§ **Goal of the exercise**: Print every one of the records below word for word, with nothing left out or changed.
[Provided material start]
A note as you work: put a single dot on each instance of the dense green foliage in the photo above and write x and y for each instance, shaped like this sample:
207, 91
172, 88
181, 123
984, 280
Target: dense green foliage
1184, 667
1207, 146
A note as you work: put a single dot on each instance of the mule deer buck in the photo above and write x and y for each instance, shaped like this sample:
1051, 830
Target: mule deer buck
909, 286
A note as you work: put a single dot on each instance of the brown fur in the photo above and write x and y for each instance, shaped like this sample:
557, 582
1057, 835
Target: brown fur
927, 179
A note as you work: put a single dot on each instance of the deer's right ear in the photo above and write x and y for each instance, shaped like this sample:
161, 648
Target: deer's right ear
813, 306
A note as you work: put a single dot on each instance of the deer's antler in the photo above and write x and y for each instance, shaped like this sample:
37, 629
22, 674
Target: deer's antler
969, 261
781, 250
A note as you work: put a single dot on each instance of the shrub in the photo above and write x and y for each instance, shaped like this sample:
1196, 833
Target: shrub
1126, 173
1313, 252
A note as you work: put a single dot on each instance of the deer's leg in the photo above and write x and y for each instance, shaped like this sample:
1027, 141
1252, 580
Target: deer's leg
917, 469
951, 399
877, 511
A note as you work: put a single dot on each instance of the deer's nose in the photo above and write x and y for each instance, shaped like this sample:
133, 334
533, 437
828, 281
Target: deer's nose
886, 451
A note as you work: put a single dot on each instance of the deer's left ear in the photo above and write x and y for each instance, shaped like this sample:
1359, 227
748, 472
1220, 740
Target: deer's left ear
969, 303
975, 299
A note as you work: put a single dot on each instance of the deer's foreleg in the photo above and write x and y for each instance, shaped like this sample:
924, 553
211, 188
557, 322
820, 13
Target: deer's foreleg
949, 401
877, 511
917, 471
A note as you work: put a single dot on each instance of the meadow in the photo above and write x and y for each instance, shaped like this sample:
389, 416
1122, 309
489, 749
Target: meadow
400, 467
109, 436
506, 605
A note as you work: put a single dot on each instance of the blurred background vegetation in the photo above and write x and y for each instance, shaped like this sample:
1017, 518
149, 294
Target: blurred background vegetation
[Provided material end]
§ **The completed task**:
A note as you work: put a single dot on each instance of the dense green foliage in the photo above and write x and y for each instance, shaped like this sample:
207, 91
172, 88
181, 123
984, 280
Target: dense green foliage
1184, 667
1207, 146
A note as you work: put a single dot on each instance of the mule deer buck in the photo above and write x and y for each instance, shaped like this sample:
1051, 830
Target: mule deer buck
909, 286
A note as you work: put a single dot on each instance of the brown fur in the photo above and write x and y for each instance, shaped like this sample:
557, 582
1057, 835
Target: brown fur
927, 179
A note as you work: put a single dot on each instance of the deer's right ear in the photo above and write x and y for each instance, shaped like this sample:
161, 648
Target: deer's right ear
813, 306
A note as you work: put a single dot on each instance of the deer's antler in the photo above and write x and y for each instance, shaped like this sample:
37, 629
22, 674
Target: deer's antler
969, 261
781, 250
A note as you work: put a single dot on each instance of the shrub in the photo above and write x and y for each instance, shaped like this sample:
1196, 833
Target: shrub
1126, 173
1313, 252
A note as you work: put a single dot on each instance of the deer's leg in the photo above and write x and y for each instance, shaped like this sample:
1027, 141
1252, 580
Target: deer's leg
917, 469
951, 399
877, 511
A note as you work: put a single dot on each instance of the deer's nose in the photo above and write x and y for each instance, shaped like this sample:
133, 334
533, 437
828, 281
Target: deer's nose
886, 451
A note as you work: put a single dot on each instance of the deer's left ear in the photo above and write x and y for each instance, shaped like this sample:
1359, 227
748, 472
1220, 740
Target: deer's left ear
969, 303
975, 299
A note as you work: put a single dot on each instance of the deer's foreleg in the photo above and write x and y for each instance, shaped like this sample:
924, 553
211, 188
557, 322
820, 13
Target: deer's foreleg
949, 401
877, 511
917, 471
A note as you work: put a single dot on each instance of the meadow in the photo above and write x and y for each instance, shaped like this sample:
389, 416
1122, 309
489, 749
Target: meadow
400, 467
109, 436
506, 605
A note as you work: put a single dot on each instance of the blurred background vegetation in the photo above and write x and y for each instance, shaped like this sample:
1017, 518
149, 294
Target: blurred background vegetation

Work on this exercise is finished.